▶ **Requests**:
1) From the text on unpaid superannuation, reproduce the stretch from "A new report" through "average worker affected.".
2) According to the text on unpaid superannuation, how many days after the end of each quarter are SG payments due?

▶ **Text extract**:
+ + + +
A new report has revealed around 2.4 million or almost one third of Australian workers are missing out on some or all of their super entitlements and little is being done about it.

Under the Superannuation Guarantee (SG) employers must contribute 9.5 per cent into the super account of every worker over the age of 18 earning $450 a month.

But, according to data from the Australian Taxation Office and Australian Bureau of Statistics, many Australian employers are dodging compulsory superannuation payments to the tune of $3.6 billion a year (2013-2014). This equates to $1,489 or close to four months of super for the average worker affected.

Small and medium-sized businesses were found to be least likely to pay SG and workers under the age of 30 were more likely to miss out; 37 per cent of 20-24 year-olds compared to 23 per cent of 50-54 year-olds.

Currently, employers have up to four months to pay SG. SG payments must be made to complying funds or retirement savings accounts (RSAs) by the quarterly due dates, which are 28 days after the end of each quarter.

Employers who don’t pay the minimum amount of SG for their employee into the correct fund by the due date, may have to pay the super guarantee charge (SGC).
+ + + +
▶ **Information supplied**:
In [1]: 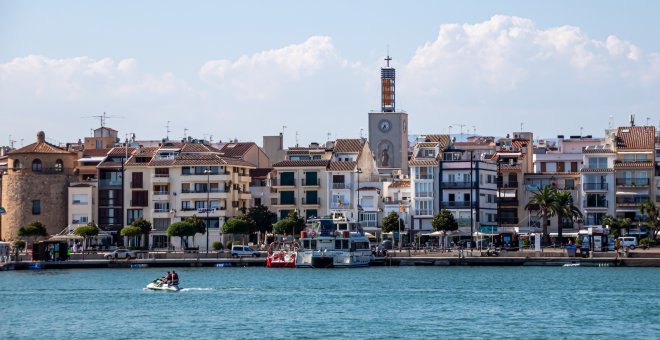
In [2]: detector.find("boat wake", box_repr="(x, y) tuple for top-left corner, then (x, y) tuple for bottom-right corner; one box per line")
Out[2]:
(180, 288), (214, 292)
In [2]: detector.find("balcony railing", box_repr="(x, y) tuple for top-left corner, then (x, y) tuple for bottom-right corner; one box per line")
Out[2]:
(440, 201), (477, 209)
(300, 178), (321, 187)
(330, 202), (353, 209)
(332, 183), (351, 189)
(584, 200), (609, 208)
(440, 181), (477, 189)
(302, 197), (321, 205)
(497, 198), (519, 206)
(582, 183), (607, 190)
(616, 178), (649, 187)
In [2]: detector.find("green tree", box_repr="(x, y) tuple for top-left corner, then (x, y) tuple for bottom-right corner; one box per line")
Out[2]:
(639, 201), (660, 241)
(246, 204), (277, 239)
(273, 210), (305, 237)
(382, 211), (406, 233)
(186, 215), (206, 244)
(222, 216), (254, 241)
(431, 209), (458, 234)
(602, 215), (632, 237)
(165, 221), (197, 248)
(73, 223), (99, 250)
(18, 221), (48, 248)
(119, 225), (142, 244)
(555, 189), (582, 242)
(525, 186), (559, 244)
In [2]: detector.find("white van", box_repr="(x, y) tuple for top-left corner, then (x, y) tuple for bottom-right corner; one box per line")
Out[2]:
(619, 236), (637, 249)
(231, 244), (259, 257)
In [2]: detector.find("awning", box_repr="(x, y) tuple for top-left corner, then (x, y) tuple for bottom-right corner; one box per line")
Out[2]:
+ + + +
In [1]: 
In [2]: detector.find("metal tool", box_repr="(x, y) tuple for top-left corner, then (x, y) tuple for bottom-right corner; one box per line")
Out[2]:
+ + + +
▶ **Solutions to the problems**:
1)
A new report has revealed around 2.4 million or almost one third of Australian workers are missing out on some or all of their super entitlements and little is being done about it.

Under the Superannuation Guarantee (SG) employers must contribute 9.5 per cent into the super account of every worker over the age of 18 earning $450 a month.

But, according to data from the Australian Taxation Office and Australian Bureau of Statistics, many Australian employers are dodging compulsory superannuation payments to the tune of $3.6 billion a year (2013-2014). This equates to $1,489 or close to four months of super for the average worker affected.

2) 28 days after the end of each quarter.